[Supplied records]:
═══

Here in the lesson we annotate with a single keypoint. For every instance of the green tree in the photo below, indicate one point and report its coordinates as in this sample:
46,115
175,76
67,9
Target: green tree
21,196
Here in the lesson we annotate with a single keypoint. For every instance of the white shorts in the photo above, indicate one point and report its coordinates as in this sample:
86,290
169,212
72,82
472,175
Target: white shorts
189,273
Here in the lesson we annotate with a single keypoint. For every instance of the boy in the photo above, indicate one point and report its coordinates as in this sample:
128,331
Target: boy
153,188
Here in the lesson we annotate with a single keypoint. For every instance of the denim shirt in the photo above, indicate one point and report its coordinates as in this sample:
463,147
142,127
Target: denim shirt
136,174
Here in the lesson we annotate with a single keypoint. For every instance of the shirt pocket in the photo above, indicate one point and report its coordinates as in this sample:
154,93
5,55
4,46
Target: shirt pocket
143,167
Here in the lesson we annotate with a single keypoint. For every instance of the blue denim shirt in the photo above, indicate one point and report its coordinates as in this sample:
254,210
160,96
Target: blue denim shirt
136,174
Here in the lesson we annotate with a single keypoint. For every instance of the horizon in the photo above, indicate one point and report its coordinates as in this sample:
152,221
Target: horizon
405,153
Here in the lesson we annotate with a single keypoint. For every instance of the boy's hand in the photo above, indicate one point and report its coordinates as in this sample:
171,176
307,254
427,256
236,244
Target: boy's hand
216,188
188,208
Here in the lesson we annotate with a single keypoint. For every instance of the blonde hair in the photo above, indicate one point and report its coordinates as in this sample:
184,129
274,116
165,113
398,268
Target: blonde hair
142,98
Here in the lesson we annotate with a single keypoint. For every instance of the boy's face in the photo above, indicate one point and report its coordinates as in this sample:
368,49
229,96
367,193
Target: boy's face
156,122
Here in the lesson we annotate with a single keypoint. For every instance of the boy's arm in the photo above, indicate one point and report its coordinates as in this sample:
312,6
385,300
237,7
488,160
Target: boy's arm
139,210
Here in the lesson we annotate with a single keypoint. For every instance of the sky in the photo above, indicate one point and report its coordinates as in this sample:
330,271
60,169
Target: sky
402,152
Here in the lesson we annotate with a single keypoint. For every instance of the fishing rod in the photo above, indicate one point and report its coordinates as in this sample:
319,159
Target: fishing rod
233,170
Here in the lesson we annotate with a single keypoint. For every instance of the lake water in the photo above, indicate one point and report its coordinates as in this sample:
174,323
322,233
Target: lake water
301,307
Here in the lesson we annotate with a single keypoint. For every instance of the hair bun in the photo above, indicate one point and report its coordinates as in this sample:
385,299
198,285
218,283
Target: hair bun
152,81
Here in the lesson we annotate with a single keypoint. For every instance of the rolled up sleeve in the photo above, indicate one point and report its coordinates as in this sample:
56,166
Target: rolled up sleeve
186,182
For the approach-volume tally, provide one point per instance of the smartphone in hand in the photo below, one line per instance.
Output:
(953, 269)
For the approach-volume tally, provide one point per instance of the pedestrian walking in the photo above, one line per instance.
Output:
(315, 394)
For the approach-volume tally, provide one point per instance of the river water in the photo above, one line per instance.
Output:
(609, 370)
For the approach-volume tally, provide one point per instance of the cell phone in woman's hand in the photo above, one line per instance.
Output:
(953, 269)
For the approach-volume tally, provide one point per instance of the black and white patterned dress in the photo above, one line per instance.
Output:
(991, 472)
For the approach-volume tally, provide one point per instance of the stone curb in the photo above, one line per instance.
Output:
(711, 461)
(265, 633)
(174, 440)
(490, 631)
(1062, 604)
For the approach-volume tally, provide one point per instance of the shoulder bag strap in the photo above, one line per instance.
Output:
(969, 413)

═══

[Goal]:
Could you convert the lines above, from the line with "of the rolled" up to and including the line with "(1062, 604)", into a Markdown table with a Row column numbering them and a Line column holding each one, skipping any blank lines?

[Answer to this problem]:
| Row | Line |
|---|---|
| 1 | Here in the lesson we annotate with a single keypoint. For every instance of the rolled up sleeve in the photo above, indicate one point and report its coordinates as in this sample: |
| 2 | 56,166 |
| 3 | Target: rolled up sleeve |
| 4 | 186,182 |
| 5 | For the approach-volume tally, provide one point per instance of the smartphone in hand in the photo below, one line per instance. |
| 6 | Output: |
| 7 | (953, 269) |
| 8 | For the approach-volume tally, provide one point per instance of the pedestrian walking in the photo above, one line per instance. |
| 9 | Output: |
| 10 | (315, 394) |
| 11 | For the approach-volume tally, provide one point per instance of the river water in the photo above, one line per instance. |
| 12 | Output: |
| 13 | (609, 370) |
| 14 | For the approach-volume tally, provide one point per instance of the cell phone in woman's hand in the photo above, one line per instance. |
| 15 | Output: |
| 16 | (953, 269) |
| 17 | For the approach-volume tally, provide one point per instance of the black and white patterned dress in the photo above, one line per instance. |
| 18 | Output: |
| 19 | (991, 472) |
| 20 | For the approach-volume tally, provide one point per instance of the stone curb in the photo above, one line per instance. |
| 21 | Output: |
| 22 | (711, 461) |
| 23 | (265, 633) |
| 24 | (174, 440) |
| 25 | (490, 631) |
| 26 | (1062, 604) |